**SUPPLIED TEXT**
+ + + + + + +
The road to failure is paved with good intentions.
Pretty sure I’m not the only one with a mile-long project list that, should all the associated tasks be completed, would result in some serious success, yet the list remains.
It seems that while I win in one area, I lose the energy to focus on another. Life becomes an intricate pattern of effort, neglect, effort, neglect. It’s a boondoggle challenge to balance consistent effort that will lead to consistent outcomes.
Mr. Money Mustache, a financial guru blogger, recently wrote an excellent post on how small efforts lead to pretty incredible results over time. Done by Forty, another insightful blogger, commented on the topic, emphasizing the power of one small, good habit on our entire lifestyle.
This has irritated me for days.
Fresh back from a monumental excursion, it turns out I just developed a whole bunch of not so helpful habits…for 28 days. Don’t they say you need just 30 days of repetition to create a habit?
My new habits consist of enjoying the day, shooting the breeze, and spotting wildlife. Not so bad if I was retired, but a bit of a barrier to producing income. So much for waking up early, focusing, and finishing tasks.
+ + + + + + +
**Stored data entries**
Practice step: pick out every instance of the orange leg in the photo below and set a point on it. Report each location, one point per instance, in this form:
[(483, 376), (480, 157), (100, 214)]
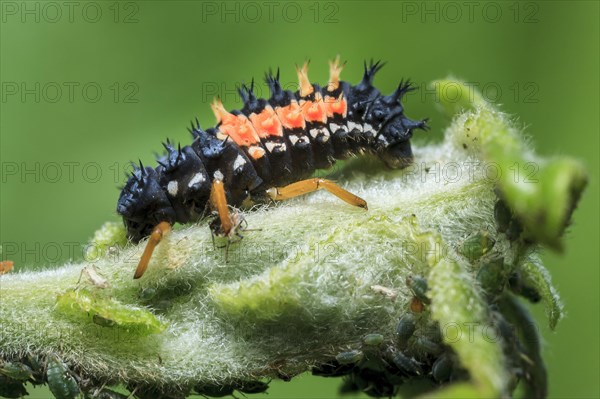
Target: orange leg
[(308, 186), (155, 238), (219, 202)]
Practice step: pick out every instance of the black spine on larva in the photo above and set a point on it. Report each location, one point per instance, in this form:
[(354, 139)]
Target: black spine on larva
[(178, 190), (318, 133)]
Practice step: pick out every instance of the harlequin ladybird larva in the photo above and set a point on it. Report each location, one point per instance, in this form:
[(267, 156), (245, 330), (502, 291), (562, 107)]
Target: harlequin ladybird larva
[(266, 152)]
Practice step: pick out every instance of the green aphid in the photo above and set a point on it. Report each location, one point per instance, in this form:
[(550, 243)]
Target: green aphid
[(492, 275), (418, 285), (103, 311), (405, 329), (102, 321), (16, 371), (476, 245), (60, 381), (10, 388), (214, 390), (514, 230), (428, 346), (442, 368), (373, 339), (37, 368), (350, 357), (503, 216), (109, 394), (253, 386), (146, 294)]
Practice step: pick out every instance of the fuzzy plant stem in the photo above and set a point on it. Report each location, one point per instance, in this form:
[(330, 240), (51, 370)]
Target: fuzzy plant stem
[(418, 293)]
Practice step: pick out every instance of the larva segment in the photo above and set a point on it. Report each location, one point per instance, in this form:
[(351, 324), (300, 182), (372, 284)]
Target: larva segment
[(335, 69), (315, 110), (291, 116), (304, 86), (266, 123), (336, 106), (238, 127)]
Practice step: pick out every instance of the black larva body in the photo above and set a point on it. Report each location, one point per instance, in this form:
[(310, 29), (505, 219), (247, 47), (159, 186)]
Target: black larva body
[(178, 189)]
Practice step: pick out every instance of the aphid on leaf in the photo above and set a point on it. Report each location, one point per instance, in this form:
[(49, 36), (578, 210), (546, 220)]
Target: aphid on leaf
[(253, 386), (10, 388), (93, 277), (266, 152), (61, 382), (16, 371), (6, 266)]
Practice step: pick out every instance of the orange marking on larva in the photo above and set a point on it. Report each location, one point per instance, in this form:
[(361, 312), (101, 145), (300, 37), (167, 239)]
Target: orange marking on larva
[(267, 123), (315, 111), (256, 152), (336, 106), (5, 266), (238, 127), (291, 116), (304, 86)]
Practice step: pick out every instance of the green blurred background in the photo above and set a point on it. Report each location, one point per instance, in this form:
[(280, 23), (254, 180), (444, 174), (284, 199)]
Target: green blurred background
[(87, 87)]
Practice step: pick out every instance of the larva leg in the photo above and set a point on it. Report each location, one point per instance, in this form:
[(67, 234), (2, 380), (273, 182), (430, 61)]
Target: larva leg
[(308, 186), (155, 238), (219, 202)]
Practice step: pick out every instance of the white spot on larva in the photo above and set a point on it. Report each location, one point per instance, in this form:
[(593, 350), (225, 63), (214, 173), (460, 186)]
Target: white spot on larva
[(369, 129), (197, 178), (239, 162), (270, 145), (272, 193), (354, 126), (256, 152), (293, 139), (173, 187)]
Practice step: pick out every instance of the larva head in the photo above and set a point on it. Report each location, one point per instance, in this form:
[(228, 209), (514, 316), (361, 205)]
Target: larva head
[(386, 116), (143, 203), (183, 176)]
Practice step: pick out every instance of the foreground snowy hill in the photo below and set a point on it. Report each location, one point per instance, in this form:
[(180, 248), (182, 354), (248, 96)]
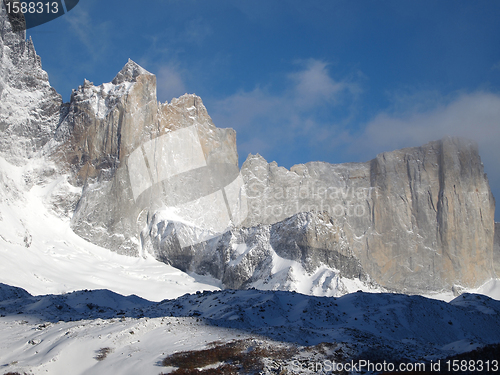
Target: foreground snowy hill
[(101, 332)]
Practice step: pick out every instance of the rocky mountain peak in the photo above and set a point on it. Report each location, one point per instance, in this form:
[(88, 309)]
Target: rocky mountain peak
[(129, 73), (29, 106)]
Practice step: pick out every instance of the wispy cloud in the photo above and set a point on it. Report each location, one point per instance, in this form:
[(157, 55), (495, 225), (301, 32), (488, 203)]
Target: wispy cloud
[(93, 36), (169, 83), (314, 86)]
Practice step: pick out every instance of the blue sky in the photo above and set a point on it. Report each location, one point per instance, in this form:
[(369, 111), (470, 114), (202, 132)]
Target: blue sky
[(327, 80)]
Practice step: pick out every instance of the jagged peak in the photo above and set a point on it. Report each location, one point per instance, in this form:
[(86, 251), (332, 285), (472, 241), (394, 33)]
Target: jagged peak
[(130, 72)]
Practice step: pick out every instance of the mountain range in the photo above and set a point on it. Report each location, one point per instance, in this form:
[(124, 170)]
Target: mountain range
[(117, 191)]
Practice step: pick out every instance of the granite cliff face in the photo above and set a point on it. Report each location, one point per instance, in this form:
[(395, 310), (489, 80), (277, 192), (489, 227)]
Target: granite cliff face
[(162, 179), (496, 249), (121, 145), (418, 218)]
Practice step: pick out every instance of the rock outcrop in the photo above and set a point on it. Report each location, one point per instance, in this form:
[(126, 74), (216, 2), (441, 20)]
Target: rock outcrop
[(163, 179), (134, 156), (29, 106), (417, 219)]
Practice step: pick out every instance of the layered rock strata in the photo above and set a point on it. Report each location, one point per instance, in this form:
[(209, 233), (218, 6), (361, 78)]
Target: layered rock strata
[(162, 179)]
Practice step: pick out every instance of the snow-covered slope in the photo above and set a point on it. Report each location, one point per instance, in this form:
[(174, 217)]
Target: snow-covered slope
[(40, 253), (73, 332)]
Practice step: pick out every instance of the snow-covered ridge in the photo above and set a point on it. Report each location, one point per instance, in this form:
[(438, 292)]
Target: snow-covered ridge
[(40, 253), (53, 331)]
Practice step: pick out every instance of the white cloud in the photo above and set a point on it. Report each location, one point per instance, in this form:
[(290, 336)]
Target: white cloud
[(88, 32), (313, 85), (288, 122)]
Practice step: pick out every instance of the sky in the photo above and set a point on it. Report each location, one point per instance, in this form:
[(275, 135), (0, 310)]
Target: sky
[(318, 80)]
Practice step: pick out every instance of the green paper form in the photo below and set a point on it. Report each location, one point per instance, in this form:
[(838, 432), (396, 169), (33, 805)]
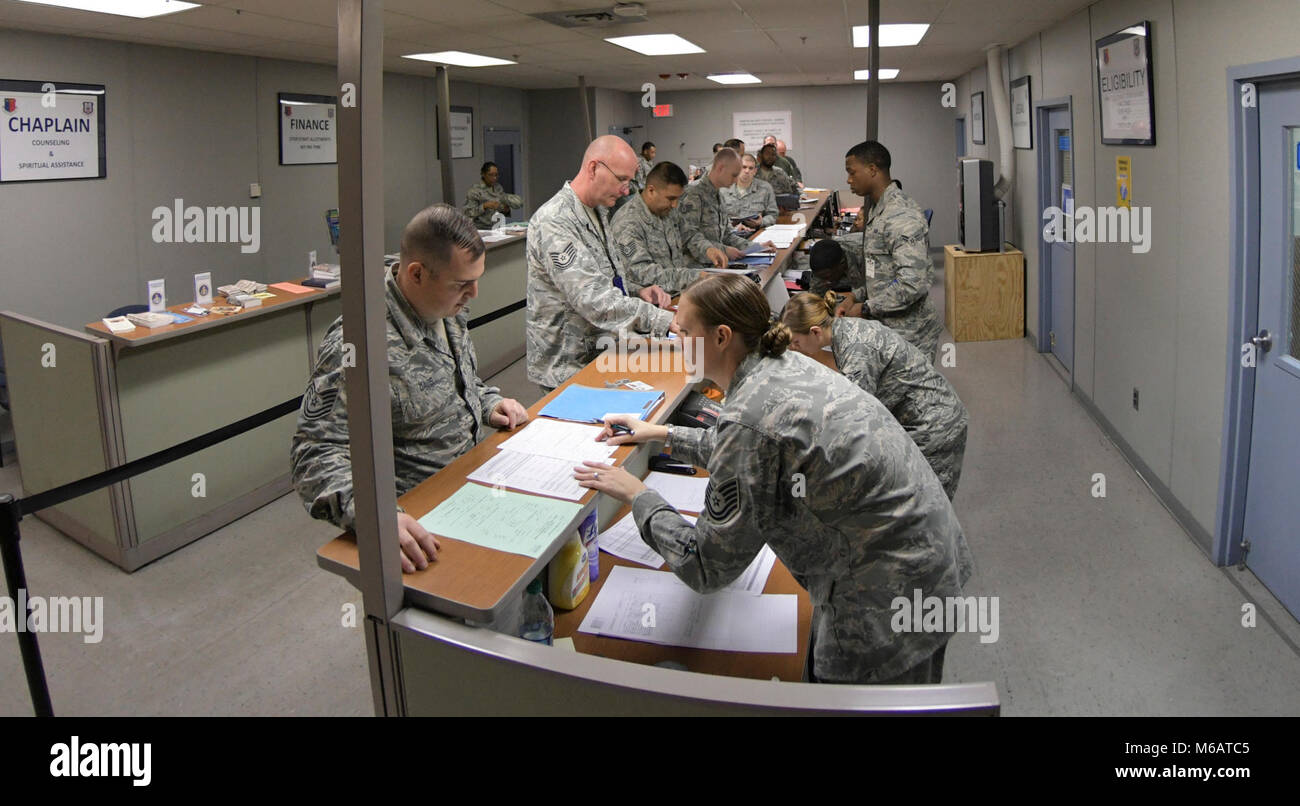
+ + + + + + +
**ASSIGNMENT**
Answer these questions from the text about habits above:
1. Which blogger wrote the post on how small efforts lead to incredible results over time?
2. For how many days were the not-so-helpful habits developed?
3. What three new habits does the writer list?

**RESPONSE**
1. Mr. Money Mustache
2. 28 days
3. Enjoying the day, shooting the breeze, and spotting wildlife